───── The data

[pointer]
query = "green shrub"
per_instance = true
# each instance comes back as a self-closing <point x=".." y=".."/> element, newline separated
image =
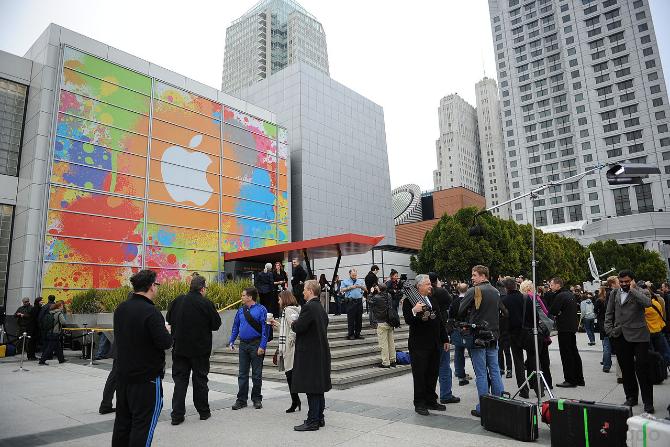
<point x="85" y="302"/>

──────────
───── The data

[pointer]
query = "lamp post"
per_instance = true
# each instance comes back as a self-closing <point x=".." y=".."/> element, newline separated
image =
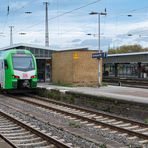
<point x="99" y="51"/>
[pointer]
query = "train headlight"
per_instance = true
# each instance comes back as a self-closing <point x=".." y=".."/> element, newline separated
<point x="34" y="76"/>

──────────

▶ _Stated exercise_:
Identify every line above that contains the string "query" with matching case, and copy each of those lines.

▶ _Exercise response_:
query = "green shrub"
query = "lamp post"
query = "train headlight"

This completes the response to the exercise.